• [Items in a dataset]
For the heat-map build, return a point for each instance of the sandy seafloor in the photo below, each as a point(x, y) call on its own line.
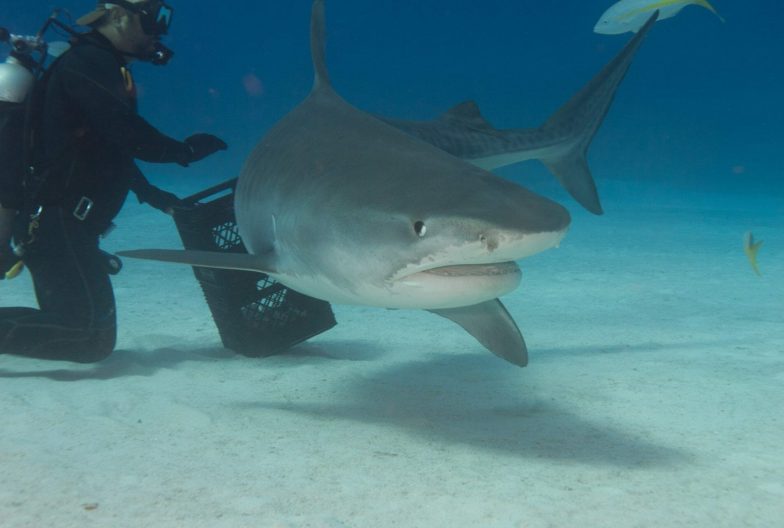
point(653, 397)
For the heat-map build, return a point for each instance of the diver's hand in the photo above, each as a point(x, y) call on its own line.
point(163, 201)
point(7, 260)
point(202, 145)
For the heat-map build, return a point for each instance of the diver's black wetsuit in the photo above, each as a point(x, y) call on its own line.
point(91, 133)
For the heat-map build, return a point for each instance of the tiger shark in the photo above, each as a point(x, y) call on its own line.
point(561, 143)
point(341, 206)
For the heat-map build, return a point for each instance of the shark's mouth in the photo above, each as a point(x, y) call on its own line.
point(454, 285)
point(473, 270)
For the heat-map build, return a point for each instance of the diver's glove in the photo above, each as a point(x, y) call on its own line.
point(10, 264)
point(199, 146)
point(160, 199)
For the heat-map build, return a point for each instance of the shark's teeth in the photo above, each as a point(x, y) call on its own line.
point(464, 270)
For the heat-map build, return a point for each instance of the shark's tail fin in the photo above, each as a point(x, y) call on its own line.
point(709, 7)
point(580, 118)
point(317, 45)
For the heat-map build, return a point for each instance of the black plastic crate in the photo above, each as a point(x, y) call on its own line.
point(255, 315)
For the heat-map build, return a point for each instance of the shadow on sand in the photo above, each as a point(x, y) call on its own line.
point(474, 401)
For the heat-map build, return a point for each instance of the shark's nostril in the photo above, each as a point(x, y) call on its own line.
point(490, 242)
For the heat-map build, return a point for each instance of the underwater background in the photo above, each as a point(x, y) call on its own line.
point(655, 386)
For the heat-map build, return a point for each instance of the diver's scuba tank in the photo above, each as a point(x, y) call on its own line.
point(17, 79)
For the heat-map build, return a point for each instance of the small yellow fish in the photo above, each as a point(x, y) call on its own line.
point(751, 249)
point(630, 15)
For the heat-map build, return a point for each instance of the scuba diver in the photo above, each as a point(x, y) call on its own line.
point(86, 135)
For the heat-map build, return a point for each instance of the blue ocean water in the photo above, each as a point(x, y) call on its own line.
point(653, 395)
point(699, 109)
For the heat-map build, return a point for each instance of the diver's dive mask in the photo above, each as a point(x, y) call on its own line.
point(154, 15)
point(155, 18)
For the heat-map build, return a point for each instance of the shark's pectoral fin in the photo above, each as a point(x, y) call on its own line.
point(491, 325)
point(573, 173)
point(206, 259)
point(468, 115)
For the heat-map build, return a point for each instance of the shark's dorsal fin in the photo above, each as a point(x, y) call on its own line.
point(468, 114)
point(317, 46)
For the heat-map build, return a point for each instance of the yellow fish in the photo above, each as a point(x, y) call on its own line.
point(751, 249)
point(630, 15)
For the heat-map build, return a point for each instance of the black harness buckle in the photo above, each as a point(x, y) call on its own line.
point(83, 208)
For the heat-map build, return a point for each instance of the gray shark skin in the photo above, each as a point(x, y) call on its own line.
point(560, 143)
point(340, 206)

• [The task] Recast every line of the records above as a JSON list of strings, one string per line, leaving out blank lines and the pictures.

• [Right answer]
[
  "For the heat-map build, return a point for each instance of the sandy seafloor in the photo below, each as a point(x, y) call on its own line.",
  "point(653, 397)",
  "For the heat-map build, return a point for each instance of the diver's hand in the photo above, each as a point(x, y) call on its own line.",
  "point(163, 201)",
  "point(7, 260)",
  "point(202, 145)",
  "For the heat-map build, return a point for each instance of the diver's black wetsuit in the photo above, each as a point(x, y) call on its own line.",
  "point(91, 133)",
  "For the heat-map build, return a point for each instance of the tiger shark in the photo above, each as a point(x, y) call on its own line.",
  "point(561, 143)",
  "point(341, 206)",
  "For the heat-map build, return a point for each instance of the shark's mouth in the photo above, each as a point(x, y) call on its own line.",
  "point(454, 285)",
  "point(473, 270)",
  "For the heat-map build, return a point for each instance of the diver's glove in the photo above, each as a point(x, y) call on its own line.",
  "point(10, 264)",
  "point(199, 146)",
  "point(160, 199)",
  "For the heat-map build, return a point for each instance of the shark's teeth in the photo above, each as a point(x, y) call on its own line.",
  "point(464, 270)",
  "For the heat-map build, return a point for each instance of the shark's tail fin in the photo above, each as a point(x, y) call on its own line.",
  "point(709, 7)",
  "point(580, 118)",
  "point(317, 45)",
  "For the heat-map build, return a point for each instance of the black plastic crate in the photo above, each as a point(x, y) call on its own line.",
  "point(255, 315)",
  "For the heat-map build, return a point for each instance of the shadow on sand in the photo above, each as a point(x, y) call on its own line.",
  "point(474, 401)",
  "For the heat-map build, return a point for each instance of the shark's nostril in the photo above, each as a point(x, y) call on its own line.",
  "point(490, 242)",
  "For the heat-map build, return a point for each instance of the underwater background in the photo above, each as a point(x, y) call on its own line.",
  "point(655, 386)",
  "For the heat-map build, return a point for each instance of the diver's scuba tank in the photo above, each as a point(x, y) call on its own line.",
  "point(17, 79)",
  "For the heat-map build, return a point for each instance of the small yellow fish in the photo above, each as a point(x, y) call on its own line.",
  "point(751, 249)",
  "point(630, 15)",
  "For the heat-map build, return a point for each instance of the scuba diver in the photo above, each as a point(x, y) call on its own line.",
  "point(86, 135)",
  "For the heat-map build, return a point for each instance of the blue ocean water in the photo above, each as a point(x, y) call on its own line.",
  "point(653, 395)",
  "point(699, 109)",
  "For the heat-map build, return a point for each instance of the diver's dive mask in the photo above, each as a point(x, y) call on its own line.",
  "point(154, 15)",
  "point(155, 18)",
  "For the heat-map build, return a point for each instance of the shark's pectoral fin in the photo above, each as a point(x, y) call on its own line.",
  "point(491, 325)",
  "point(573, 173)",
  "point(206, 259)",
  "point(468, 115)",
  "For the heat-map build, return a point for each instance of the shark's dorsal fin in the photo above, each as a point(x, y) call on its own line.",
  "point(468, 114)",
  "point(317, 46)",
  "For the heat-map build, return a point for each instance of the yellow fish in the photo above, each as a point(x, y) call on its own line.",
  "point(751, 249)",
  "point(630, 15)",
  "For the heat-map build, return a point for each instance of the black harness buckle in the photo above, each as a point(x, y) call on its own line.",
  "point(83, 208)",
  "For the heat-map build, return a point for each instance of the gray shark skin in the photo above, each as a point(x, y) call on its own line.",
  "point(560, 143)",
  "point(340, 206)"
]